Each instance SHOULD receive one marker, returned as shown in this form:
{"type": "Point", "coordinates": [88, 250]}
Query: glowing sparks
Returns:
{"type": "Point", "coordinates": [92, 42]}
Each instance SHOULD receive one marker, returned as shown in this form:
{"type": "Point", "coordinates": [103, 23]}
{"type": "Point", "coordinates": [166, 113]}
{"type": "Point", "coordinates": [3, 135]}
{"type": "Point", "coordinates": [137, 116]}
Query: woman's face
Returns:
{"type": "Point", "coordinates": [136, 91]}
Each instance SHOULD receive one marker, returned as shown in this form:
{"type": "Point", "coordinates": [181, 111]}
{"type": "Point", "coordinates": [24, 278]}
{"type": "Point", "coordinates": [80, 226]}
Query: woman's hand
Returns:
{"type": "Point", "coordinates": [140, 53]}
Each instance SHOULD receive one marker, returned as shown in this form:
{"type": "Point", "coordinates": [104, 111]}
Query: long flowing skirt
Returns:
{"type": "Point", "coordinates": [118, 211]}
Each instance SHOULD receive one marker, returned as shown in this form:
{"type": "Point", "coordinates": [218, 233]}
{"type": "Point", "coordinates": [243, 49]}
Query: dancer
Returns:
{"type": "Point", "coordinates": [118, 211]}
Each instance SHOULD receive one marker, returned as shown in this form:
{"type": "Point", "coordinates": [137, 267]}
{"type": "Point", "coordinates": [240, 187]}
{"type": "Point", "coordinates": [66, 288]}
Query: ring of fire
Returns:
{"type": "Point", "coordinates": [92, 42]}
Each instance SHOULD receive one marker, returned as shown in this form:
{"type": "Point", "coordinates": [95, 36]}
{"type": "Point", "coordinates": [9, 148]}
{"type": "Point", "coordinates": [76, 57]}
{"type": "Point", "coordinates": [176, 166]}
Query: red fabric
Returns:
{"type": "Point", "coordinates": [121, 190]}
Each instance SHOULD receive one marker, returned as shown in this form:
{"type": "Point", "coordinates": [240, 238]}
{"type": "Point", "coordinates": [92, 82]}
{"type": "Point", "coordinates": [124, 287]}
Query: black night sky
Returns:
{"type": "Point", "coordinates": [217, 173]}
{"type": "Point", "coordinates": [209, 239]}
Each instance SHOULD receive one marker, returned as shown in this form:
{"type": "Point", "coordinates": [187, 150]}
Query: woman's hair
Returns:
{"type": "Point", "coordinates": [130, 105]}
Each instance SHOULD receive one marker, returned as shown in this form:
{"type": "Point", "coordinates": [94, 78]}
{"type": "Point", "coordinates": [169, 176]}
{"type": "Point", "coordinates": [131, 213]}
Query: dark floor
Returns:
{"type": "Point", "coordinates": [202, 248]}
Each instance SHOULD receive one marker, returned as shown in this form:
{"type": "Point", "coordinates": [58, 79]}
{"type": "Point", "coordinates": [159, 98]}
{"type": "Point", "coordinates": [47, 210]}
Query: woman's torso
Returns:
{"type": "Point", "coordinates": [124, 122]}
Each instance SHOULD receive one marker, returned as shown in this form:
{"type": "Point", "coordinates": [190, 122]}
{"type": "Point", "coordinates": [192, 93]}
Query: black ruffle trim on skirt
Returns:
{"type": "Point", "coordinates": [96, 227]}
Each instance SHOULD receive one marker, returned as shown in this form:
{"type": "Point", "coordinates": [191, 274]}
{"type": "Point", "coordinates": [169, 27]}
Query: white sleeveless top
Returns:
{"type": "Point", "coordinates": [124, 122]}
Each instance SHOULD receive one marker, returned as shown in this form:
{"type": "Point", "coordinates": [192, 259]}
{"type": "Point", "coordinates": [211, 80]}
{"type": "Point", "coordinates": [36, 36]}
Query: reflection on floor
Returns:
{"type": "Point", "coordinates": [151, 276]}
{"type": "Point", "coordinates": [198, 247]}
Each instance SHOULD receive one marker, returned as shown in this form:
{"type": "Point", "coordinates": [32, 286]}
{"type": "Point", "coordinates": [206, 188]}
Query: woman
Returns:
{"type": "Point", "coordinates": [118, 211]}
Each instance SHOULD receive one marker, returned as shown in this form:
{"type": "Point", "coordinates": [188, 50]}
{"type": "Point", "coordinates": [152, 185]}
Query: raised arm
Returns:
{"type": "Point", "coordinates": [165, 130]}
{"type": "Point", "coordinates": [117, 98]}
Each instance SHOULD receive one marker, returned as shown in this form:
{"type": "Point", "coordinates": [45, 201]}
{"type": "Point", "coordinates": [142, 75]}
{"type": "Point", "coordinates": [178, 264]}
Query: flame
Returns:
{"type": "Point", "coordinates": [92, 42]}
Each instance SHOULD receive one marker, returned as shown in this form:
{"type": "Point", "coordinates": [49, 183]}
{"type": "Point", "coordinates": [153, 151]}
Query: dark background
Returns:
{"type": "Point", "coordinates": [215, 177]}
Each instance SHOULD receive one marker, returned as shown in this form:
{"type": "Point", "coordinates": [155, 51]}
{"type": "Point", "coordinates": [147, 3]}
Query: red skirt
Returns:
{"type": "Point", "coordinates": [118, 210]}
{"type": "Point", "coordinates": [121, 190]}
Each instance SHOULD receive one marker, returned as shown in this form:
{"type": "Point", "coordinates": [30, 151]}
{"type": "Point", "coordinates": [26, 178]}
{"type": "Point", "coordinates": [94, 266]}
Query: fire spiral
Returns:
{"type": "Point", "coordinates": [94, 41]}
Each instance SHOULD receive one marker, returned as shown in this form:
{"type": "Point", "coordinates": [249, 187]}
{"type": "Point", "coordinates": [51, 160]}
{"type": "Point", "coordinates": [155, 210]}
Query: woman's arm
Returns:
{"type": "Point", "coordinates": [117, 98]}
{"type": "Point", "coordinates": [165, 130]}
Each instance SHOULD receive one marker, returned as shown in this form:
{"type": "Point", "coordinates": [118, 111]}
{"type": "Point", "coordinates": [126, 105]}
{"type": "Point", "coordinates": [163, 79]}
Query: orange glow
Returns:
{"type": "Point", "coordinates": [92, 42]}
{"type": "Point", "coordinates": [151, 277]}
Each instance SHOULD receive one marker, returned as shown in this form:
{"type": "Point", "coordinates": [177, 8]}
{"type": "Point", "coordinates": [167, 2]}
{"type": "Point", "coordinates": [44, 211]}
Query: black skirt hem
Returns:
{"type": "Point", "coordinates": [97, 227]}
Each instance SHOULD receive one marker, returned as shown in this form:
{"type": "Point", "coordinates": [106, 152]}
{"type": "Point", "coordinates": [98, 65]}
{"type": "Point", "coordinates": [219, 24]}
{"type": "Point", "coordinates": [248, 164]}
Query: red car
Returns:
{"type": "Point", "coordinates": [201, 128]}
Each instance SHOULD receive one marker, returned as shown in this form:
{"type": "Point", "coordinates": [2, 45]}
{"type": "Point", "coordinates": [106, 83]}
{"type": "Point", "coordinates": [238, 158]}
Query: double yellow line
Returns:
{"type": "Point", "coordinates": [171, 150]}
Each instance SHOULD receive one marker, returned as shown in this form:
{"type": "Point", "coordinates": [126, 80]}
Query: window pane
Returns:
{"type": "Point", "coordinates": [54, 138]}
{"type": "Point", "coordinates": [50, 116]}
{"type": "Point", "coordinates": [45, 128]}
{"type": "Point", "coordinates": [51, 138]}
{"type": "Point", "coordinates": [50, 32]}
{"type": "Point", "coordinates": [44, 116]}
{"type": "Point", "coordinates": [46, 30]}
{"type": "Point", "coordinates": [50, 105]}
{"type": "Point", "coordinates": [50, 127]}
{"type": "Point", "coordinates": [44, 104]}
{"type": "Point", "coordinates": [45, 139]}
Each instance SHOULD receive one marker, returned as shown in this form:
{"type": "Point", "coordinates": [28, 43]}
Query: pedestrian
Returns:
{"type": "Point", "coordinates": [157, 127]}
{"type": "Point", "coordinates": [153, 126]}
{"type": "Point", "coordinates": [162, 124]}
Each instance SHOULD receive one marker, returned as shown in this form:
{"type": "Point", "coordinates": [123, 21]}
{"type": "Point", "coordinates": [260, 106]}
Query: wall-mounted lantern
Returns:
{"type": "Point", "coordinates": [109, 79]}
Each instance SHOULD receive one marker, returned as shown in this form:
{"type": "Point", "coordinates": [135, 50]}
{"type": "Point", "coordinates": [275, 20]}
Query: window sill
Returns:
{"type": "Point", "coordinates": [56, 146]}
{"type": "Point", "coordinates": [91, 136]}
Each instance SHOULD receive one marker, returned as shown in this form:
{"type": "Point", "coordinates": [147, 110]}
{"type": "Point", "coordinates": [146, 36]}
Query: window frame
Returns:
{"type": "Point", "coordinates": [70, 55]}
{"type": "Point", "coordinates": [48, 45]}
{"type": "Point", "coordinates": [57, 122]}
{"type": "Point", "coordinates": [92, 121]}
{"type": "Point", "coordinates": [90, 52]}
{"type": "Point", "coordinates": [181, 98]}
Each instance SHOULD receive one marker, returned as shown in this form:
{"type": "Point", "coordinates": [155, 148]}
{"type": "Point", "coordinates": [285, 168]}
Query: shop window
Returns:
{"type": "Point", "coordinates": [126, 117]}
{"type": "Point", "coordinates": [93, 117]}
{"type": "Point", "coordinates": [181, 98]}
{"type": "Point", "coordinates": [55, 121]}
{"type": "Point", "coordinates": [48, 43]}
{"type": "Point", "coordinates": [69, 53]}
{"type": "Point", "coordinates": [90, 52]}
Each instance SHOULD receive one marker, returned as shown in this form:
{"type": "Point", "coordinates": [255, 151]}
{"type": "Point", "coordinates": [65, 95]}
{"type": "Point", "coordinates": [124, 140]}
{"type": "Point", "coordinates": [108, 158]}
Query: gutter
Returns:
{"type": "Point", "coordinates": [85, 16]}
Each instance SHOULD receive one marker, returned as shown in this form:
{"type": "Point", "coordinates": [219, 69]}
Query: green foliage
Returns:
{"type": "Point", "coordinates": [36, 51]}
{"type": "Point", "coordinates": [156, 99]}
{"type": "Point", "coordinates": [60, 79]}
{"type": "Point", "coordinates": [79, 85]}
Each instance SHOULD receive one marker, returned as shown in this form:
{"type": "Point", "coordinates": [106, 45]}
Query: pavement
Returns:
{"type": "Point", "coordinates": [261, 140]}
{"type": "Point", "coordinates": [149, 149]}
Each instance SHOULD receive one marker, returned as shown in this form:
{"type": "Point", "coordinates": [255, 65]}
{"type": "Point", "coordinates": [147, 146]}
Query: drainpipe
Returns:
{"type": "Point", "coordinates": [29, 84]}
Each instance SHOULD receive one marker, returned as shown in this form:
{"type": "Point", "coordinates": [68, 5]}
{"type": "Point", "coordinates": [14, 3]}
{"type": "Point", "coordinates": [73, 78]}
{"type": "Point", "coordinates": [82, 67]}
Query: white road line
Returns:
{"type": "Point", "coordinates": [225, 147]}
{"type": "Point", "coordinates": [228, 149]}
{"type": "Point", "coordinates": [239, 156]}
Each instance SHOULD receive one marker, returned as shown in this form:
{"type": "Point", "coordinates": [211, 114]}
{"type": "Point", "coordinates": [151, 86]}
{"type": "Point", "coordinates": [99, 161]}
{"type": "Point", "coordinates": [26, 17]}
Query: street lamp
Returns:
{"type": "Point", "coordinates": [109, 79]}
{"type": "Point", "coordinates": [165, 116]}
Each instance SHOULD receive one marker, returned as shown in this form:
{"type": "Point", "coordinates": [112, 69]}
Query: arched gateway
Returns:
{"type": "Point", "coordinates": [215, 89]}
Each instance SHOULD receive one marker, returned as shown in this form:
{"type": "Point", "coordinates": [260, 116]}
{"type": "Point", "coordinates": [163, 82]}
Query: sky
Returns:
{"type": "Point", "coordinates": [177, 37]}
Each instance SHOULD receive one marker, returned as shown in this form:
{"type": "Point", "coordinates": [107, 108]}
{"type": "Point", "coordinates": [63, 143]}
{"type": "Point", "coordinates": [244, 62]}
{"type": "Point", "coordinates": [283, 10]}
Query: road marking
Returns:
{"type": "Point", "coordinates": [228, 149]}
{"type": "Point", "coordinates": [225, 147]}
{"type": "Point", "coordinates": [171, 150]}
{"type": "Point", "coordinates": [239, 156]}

— Work to do —
Select every line in the data above that contains the string "white".

— The output —
Query: white sleeveless top
Query: white road line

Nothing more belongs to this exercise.